* WRITTEN TASK 1: In the leisure battery thread, reproduce everything from "# new leisure" down to "(Nov 21, 2009)".
* WRITTEN TASK 2: List the usernames of all the people who post in the leisure battery thread.
* WRITTEN TASK 3: Continue the leisure battery thread from its last post.

* SELECTED EXCERPT:
━━━━━━━━
# new leisure batteries



## kevanna1959 (Apr 5, 2010)

Can anyone recomend which leisure batteries we should replace our 3 year old nemax with please. We have thought about banner becsuse they have a good warrenty.we charge with 2 x 85 solar panels when we dont have hook up. We had one battery fail the other is ok. We know we have to replace the 2 batteries with the same size and batch. Thanks


----------



## VanFlair (Nov 21, 2009)

Hi

Banner do seem quite highly rated, I think the general opinion is go for something that is quite heavy relative to the ah rating.

Martin


----------



## 747 (Oct 2, 2009)

I have 2 x 110 Numax that are 4 years old and still as good as new. I believe that this is down to looking after them and having solar to prevent deep discharges.
━━━━━━━━
(Excerpt from a dataset)
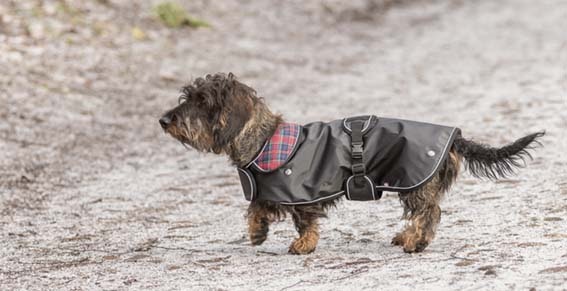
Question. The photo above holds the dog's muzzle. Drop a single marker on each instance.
(165, 121)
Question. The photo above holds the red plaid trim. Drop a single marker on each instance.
(278, 149)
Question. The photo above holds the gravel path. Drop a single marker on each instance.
(94, 196)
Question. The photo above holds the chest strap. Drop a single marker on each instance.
(359, 186)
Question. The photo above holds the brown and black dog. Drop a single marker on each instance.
(219, 114)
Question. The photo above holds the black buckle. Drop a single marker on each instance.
(358, 169)
(357, 150)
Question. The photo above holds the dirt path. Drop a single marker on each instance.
(94, 196)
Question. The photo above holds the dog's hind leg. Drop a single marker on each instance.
(421, 208)
(305, 219)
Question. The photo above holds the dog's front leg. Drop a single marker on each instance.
(307, 226)
(259, 220)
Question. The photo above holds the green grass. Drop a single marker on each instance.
(173, 15)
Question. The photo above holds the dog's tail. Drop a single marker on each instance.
(485, 161)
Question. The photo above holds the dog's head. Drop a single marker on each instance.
(211, 112)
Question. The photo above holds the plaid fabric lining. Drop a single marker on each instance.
(278, 149)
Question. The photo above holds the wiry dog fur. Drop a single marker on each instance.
(219, 114)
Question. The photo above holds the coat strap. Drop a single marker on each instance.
(357, 148)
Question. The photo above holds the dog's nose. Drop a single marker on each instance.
(165, 122)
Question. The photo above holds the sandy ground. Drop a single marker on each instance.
(94, 196)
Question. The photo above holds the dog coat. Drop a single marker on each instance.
(358, 157)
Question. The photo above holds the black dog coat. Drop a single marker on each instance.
(358, 157)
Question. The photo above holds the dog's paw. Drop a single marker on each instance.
(258, 238)
(398, 240)
(302, 246)
(410, 244)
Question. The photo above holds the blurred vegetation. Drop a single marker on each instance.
(173, 15)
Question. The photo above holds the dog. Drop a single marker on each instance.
(221, 115)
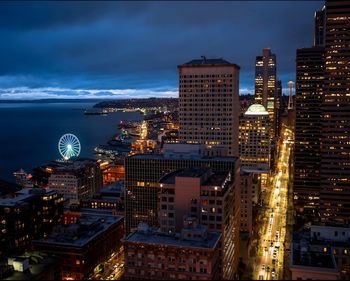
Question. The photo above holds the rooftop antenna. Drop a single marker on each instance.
(290, 100)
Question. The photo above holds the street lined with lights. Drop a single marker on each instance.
(269, 263)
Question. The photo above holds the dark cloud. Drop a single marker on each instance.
(116, 44)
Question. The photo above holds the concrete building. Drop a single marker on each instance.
(247, 195)
(84, 245)
(254, 141)
(266, 86)
(192, 255)
(308, 129)
(335, 162)
(143, 171)
(312, 261)
(210, 197)
(209, 104)
(75, 179)
(31, 214)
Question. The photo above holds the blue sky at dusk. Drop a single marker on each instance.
(132, 49)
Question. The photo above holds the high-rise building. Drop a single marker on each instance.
(279, 108)
(254, 141)
(266, 85)
(320, 27)
(335, 163)
(193, 254)
(76, 179)
(209, 104)
(31, 214)
(84, 245)
(143, 171)
(307, 154)
(212, 198)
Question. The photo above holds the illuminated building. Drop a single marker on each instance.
(320, 27)
(247, 196)
(75, 179)
(266, 86)
(108, 198)
(31, 214)
(143, 171)
(193, 255)
(254, 141)
(84, 245)
(210, 197)
(308, 129)
(335, 140)
(209, 104)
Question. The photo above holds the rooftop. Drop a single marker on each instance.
(256, 109)
(208, 62)
(193, 172)
(91, 224)
(176, 156)
(152, 237)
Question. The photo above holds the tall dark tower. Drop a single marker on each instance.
(320, 27)
(266, 85)
(307, 153)
(335, 163)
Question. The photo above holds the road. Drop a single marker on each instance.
(269, 263)
(113, 268)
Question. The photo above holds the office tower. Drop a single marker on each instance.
(209, 104)
(193, 255)
(265, 85)
(335, 163)
(246, 213)
(212, 198)
(320, 27)
(254, 140)
(143, 171)
(31, 214)
(307, 154)
(279, 107)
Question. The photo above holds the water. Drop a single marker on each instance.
(29, 132)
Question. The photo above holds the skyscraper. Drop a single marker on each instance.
(254, 141)
(266, 85)
(335, 163)
(320, 27)
(209, 104)
(307, 155)
(143, 171)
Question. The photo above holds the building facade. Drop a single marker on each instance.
(209, 197)
(335, 162)
(154, 256)
(254, 141)
(83, 245)
(308, 129)
(266, 86)
(209, 104)
(143, 171)
(31, 214)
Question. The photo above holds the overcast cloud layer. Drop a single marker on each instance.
(128, 49)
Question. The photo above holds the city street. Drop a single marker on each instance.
(270, 256)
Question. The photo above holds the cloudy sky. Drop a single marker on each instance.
(132, 49)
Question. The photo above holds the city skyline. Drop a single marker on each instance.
(64, 55)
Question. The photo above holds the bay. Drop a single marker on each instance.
(29, 132)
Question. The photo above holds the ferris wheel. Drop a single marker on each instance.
(69, 146)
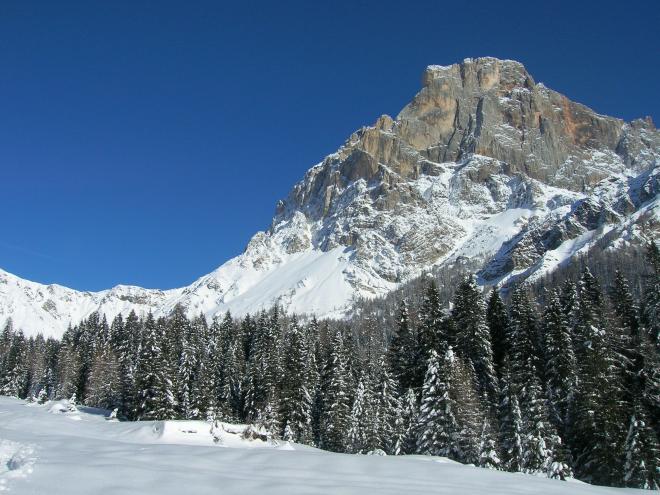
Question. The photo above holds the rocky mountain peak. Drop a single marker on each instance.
(484, 164)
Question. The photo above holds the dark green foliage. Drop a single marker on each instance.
(565, 381)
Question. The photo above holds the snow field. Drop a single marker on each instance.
(54, 448)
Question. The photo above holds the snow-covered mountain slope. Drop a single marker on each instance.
(43, 450)
(483, 163)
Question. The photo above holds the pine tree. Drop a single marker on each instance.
(434, 331)
(561, 365)
(651, 296)
(405, 441)
(336, 400)
(488, 455)
(437, 426)
(155, 397)
(385, 407)
(403, 352)
(359, 436)
(104, 380)
(511, 425)
(473, 339)
(469, 412)
(125, 341)
(599, 420)
(642, 455)
(498, 322)
(296, 403)
(15, 380)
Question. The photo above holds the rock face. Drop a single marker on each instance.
(483, 163)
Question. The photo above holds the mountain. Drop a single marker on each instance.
(484, 163)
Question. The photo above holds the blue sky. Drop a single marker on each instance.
(145, 142)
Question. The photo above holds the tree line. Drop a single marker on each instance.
(569, 387)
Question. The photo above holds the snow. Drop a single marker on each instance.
(49, 453)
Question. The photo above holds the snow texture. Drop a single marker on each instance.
(42, 450)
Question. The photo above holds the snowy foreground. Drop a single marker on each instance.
(48, 449)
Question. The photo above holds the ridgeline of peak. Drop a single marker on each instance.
(483, 163)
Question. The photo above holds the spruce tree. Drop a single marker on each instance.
(336, 399)
(155, 397)
(405, 441)
(403, 352)
(473, 339)
(561, 365)
(296, 402)
(437, 426)
(498, 322)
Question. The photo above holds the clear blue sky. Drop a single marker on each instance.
(145, 142)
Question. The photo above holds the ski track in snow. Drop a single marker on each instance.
(81, 452)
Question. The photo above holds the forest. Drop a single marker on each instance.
(560, 376)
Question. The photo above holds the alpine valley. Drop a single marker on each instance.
(484, 164)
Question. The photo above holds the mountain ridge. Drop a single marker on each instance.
(483, 163)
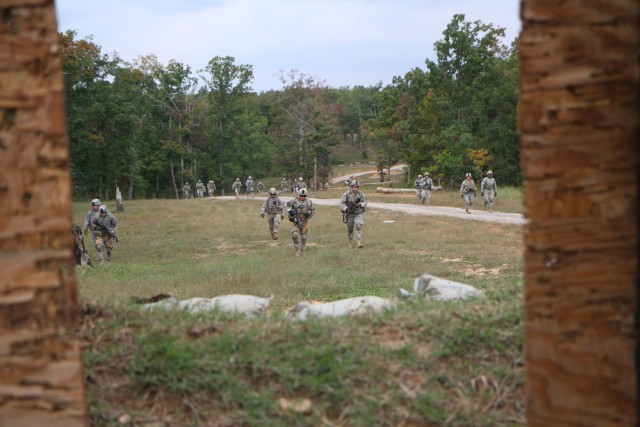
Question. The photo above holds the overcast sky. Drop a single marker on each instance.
(342, 42)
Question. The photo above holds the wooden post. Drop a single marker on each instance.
(41, 381)
(579, 114)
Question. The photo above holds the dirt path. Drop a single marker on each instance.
(475, 215)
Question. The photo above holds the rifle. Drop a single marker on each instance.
(107, 231)
(293, 217)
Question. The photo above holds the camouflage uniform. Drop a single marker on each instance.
(274, 209)
(237, 185)
(211, 188)
(353, 204)
(99, 225)
(300, 184)
(426, 186)
(249, 187)
(417, 184)
(305, 210)
(200, 189)
(468, 192)
(488, 189)
(95, 206)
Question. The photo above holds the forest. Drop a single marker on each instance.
(148, 127)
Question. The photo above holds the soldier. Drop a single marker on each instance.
(417, 184)
(353, 204)
(489, 190)
(211, 188)
(95, 206)
(200, 189)
(274, 210)
(105, 227)
(249, 186)
(300, 210)
(237, 185)
(468, 191)
(300, 184)
(427, 185)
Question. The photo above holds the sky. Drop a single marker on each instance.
(343, 43)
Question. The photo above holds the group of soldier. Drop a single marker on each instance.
(103, 227)
(200, 189)
(300, 209)
(488, 189)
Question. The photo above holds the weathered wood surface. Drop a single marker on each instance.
(41, 381)
(579, 114)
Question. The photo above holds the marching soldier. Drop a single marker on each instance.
(489, 190)
(105, 227)
(427, 185)
(300, 210)
(211, 188)
(249, 187)
(353, 204)
(237, 185)
(274, 210)
(468, 191)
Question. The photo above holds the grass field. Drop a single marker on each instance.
(426, 363)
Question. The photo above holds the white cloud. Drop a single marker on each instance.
(345, 42)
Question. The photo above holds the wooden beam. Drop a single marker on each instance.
(579, 117)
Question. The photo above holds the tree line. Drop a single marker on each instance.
(149, 127)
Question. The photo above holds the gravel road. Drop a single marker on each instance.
(475, 215)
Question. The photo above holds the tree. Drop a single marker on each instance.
(228, 84)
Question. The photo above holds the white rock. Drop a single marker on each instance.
(440, 289)
(246, 304)
(346, 307)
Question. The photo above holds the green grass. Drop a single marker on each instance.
(426, 363)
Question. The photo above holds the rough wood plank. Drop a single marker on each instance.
(579, 114)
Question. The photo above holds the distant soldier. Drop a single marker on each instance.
(105, 227)
(489, 190)
(95, 206)
(236, 187)
(427, 185)
(468, 191)
(300, 210)
(211, 188)
(274, 209)
(353, 204)
(417, 185)
(249, 187)
(200, 189)
(300, 184)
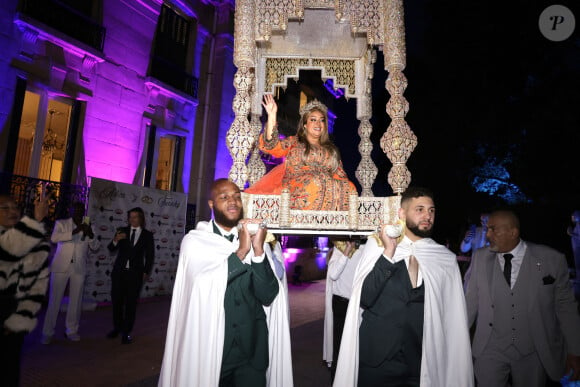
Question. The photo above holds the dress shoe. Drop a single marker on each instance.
(126, 339)
(72, 336)
(113, 334)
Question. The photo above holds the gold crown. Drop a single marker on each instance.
(312, 105)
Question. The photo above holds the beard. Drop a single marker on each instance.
(221, 219)
(414, 228)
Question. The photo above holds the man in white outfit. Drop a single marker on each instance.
(406, 321)
(73, 239)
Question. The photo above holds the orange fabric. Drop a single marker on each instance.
(312, 183)
(270, 183)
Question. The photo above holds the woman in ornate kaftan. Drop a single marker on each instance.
(312, 169)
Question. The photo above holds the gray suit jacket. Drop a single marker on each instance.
(552, 310)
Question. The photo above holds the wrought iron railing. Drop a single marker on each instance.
(172, 75)
(67, 20)
(24, 190)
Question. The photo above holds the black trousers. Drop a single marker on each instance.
(391, 373)
(339, 307)
(125, 289)
(237, 371)
(10, 354)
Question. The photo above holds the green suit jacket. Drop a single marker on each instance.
(249, 288)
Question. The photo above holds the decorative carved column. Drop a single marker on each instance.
(398, 141)
(366, 171)
(240, 137)
(256, 165)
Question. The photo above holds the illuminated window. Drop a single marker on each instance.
(42, 137)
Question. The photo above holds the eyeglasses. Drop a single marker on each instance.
(8, 207)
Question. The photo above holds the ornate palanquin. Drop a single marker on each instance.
(273, 41)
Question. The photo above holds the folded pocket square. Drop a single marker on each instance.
(548, 280)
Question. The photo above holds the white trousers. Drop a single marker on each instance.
(58, 282)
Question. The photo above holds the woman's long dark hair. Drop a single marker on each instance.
(325, 141)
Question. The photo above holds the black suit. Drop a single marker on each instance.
(126, 281)
(391, 332)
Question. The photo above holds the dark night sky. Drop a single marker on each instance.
(482, 76)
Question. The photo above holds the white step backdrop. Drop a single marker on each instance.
(165, 212)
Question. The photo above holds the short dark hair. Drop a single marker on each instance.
(216, 183)
(416, 192)
(141, 213)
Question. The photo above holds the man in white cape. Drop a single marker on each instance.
(445, 359)
(194, 347)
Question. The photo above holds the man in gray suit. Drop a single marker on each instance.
(527, 319)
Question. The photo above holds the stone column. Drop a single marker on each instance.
(398, 141)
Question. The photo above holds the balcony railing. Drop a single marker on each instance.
(24, 190)
(67, 20)
(173, 76)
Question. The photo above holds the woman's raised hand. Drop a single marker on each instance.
(270, 105)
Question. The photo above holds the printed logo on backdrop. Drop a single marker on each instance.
(165, 214)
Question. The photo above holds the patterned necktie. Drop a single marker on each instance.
(413, 270)
(507, 268)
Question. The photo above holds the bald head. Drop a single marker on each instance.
(503, 231)
(226, 203)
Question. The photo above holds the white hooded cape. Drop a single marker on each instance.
(195, 331)
(446, 360)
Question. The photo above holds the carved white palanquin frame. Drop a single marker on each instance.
(275, 39)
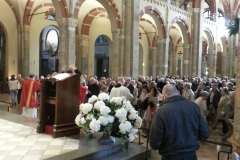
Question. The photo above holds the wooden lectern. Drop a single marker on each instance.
(59, 105)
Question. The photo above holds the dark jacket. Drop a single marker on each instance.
(216, 98)
(131, 88)
(177, 126)
(94, 89)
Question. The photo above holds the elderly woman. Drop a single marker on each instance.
(222, 109)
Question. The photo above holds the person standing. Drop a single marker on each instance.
(212, 103)
(119, 90)
(13, 87)
(177, 126)
(29, 99)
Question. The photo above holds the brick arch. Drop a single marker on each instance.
(227, 9)
(145, 34)
(29, 5)
(180, 21)
(155, 28)
(14, 11)
(89, 18)
(226, 42)
(212, 37)
(50, 10)
(110, 3)
(179, 40)
(157, 14)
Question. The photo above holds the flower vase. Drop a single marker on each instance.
(106, 139)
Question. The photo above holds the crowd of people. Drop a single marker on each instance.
(176, 110)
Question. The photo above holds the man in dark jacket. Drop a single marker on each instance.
(212, 103)
(177, 126)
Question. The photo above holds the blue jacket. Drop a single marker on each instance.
(177, 126)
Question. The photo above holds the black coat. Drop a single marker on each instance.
(216, 98)
(177, 126)
(94, 90)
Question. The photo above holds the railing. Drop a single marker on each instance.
(171, 7)
(209, 22)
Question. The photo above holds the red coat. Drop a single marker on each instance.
(83, 92)
(29, 96)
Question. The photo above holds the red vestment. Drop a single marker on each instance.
(29, 96)
(83, 92)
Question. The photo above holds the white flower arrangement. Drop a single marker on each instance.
(101, 112)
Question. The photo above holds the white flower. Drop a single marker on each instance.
(121, 114)
(87, 107)
(77, 120)
(110, 119)
(133, 114)
(138, 122)
(103, 96)
(83, 121)
(94, 125)
(104, 110)
(98, 105)
(127, 105)
(132, 135)
(89, 117)
(125, 127)
(92, 99)
(103, 120)
(116, 100)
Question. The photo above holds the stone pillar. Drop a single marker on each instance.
(84, 53)
(115, 61)
(231, 57)
(67, 49)
(160, 50)
(152, 56)
(25, 59)
(170, 59)
(224, 64)
(236, 125)
(197, 19)
(186, 59)
(131, 38)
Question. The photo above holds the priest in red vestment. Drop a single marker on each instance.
(29, 98)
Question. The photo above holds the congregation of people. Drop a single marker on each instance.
(214, 98)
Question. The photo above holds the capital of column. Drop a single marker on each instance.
(71, 22)
(186, 46)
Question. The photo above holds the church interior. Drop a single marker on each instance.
(111, 38)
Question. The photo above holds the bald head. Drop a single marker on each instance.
(169, 90)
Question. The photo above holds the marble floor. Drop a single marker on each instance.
(19, 140)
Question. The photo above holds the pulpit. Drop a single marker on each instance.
(59, 106)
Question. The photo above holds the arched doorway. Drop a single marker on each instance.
(48, 50)
(101, 67)
(2, 54)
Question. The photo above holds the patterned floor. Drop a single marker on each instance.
(19, 140)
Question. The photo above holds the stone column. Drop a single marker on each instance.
(236, 125)
(197, 20)
(224, 64)
(131, 37)
(25, 59)
(190, 62)
(152, 61)
(231, 56)
(67, 49)
(186, 59)
(170, 59)
(84, 53)
(115, 61)
(160, 50)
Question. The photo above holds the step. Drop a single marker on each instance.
(91, 150)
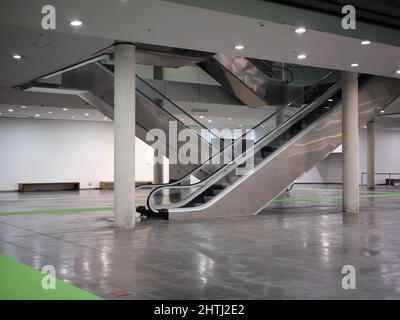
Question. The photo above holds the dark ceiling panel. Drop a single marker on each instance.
(385, 13)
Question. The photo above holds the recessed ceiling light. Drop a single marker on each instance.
(300, 30)
(76, 23)
(40, 44)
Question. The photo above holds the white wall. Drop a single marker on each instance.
(37, 150)
(387, 159)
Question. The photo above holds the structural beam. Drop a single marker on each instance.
(350, 133)
(124, 136)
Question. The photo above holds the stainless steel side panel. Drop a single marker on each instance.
(245, 81)
(250, 194)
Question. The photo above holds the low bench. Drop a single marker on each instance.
(109, 185)
(48, 186)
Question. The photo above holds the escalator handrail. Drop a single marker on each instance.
(328, 93)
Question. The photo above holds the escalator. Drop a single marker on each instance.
(94, 83)
(286, 146)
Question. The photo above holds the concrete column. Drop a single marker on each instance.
(158, 168)
(350, 160)
(124, 136)
(371, 155)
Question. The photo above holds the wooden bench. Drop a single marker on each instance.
(109, 185)
(48, 186)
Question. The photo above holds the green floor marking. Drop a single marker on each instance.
(55, 211)
(21, 282)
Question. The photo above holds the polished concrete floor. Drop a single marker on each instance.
(294, 250)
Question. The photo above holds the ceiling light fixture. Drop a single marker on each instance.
(300, 30)
(76, 23)
(239, 47)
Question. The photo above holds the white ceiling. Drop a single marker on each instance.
(170, 24)
(51, 113)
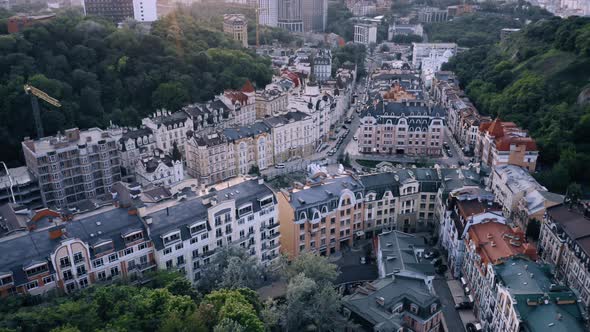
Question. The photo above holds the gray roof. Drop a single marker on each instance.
(394, 292)
(254, 129)
(397, 250)
(185, 213)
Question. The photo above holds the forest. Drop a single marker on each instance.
(539, 79)
(224, 301)
(101, 73)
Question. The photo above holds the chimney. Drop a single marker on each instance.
(56, 232)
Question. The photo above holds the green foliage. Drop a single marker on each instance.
(101, 73)
(315, 267)
(534, 79)
(339, 20)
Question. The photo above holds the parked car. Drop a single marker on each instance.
(431, 254)
(463, 305)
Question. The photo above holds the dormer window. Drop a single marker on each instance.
(6, 279)
(198, 227)
(36, 269)
(133, 236)
(171, 237)
(268, 200)
(244, 210)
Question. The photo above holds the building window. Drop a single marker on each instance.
(78, 258)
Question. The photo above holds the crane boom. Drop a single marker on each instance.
(35, 94)
(29, 89)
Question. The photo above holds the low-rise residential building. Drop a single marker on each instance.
(410, 127)
(218, 156)
(432, 15)
(565, 244)
(65, 256)
(397, 29)
(466, 207)
(236, 26)
(365, 33)
(159, 170)
(271, 101)
(510, 184)
(533, 206)
(489, 245)
(528, 300)
(187, 233)
(394, 304)
(80, 165)
(402, 200)
(134, 145)
(321, 217)
(503, 143)
(292, 136)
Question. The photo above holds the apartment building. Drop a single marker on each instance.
(218, 156)
(271, 101)
(424, 51)
(134, 145)
(323, 217)
(118, 11)
(565, 243)
(465, 208)
(75, 166)
(103, 246)
(292, 136)
(394, 304)
(409, 127)
(236, 26)
(365, 33)
(432, 15)
(510, 184)
(169, 129)
(403, 199)
(187, 233)
(159, 170)
(488, 245)
(527, 299)
(18, 185)
(503, 143)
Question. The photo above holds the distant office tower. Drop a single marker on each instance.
(237, 26)
(290, 17)
(315, 15)
(119, 10)
(269, 10)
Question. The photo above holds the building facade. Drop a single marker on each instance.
(503, 143)
(236, 26)
(409, 127)
(73, 167)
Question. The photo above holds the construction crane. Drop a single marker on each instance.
(35, 94)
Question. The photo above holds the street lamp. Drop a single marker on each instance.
(11, 183)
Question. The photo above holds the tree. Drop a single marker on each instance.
(574, 194)
(315, 267)
(176, 154)
(311, 305)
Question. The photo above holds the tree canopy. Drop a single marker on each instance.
(100, 73)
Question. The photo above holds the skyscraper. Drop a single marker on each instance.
(315, 15)
(290, 17)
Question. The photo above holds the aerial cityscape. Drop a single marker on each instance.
(295, 165)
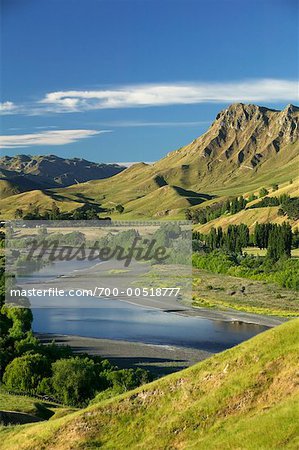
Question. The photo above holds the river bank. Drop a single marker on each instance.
(159, 359)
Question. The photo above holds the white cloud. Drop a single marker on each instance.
(7, 107)
(136, 124)
(146, 95)
(263, 90)
(59, 137)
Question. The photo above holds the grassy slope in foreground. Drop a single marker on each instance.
(244, 398)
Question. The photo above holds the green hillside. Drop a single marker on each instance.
(246, 148)
(244, 398)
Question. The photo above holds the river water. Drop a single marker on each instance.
(120, 320)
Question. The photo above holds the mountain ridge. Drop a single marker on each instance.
(247, 147)
(52, 171)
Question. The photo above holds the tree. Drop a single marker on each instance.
(19, 213)
(25, 373)
(280, 242)
(119, 208)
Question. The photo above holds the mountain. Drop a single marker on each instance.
(52, 171)
(246, 148)
(244, 398)
(245, 142)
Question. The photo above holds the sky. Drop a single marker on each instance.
(131, 80)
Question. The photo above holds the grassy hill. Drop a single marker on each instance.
(244, 398)
(53, 171)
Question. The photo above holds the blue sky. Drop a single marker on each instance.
(131, 80)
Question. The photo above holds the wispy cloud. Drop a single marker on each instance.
(171, 94)
(59, 137)
(7, 107)
(136, 124)
(147, 95)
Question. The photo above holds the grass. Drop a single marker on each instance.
━━━━━━━━
* WRITTEN REPLY 1:
# new leisure batteries



## kevanna1959 (Apr 5, 2010)

Can anyone recomend which leisure batteries we should replace our 3 year old nemax with please. We have thought about banner becsuse they have a good warrenty.we charge with 2 x 85 solar panels when we dont have hook up. We had one battery fail the other is ok. We know we have to replace the 2 batteries with the same size and batch. Thanks


----------



## VanFlair (Nov 21, 2009)

* WRITTEN REPLY 2: kevanna1959, VanFlair, 747

* WRITTEN REPLY 3:
I will buy the same brand again when these do need changing, unless there are any special offers going. Banner are allegedly an excellent choice but it's all down to price.


----------



## carol (May 9, 2005)

We had banner lead acid batteries initially put in by Rapido, but due to the way they built them into the side single seat it was impossible to check the two rear ones in each battery and they did fail after four years, they were 90amp. We replaced them with 2 x 110 amp Elecsols that wouldn't need topping up.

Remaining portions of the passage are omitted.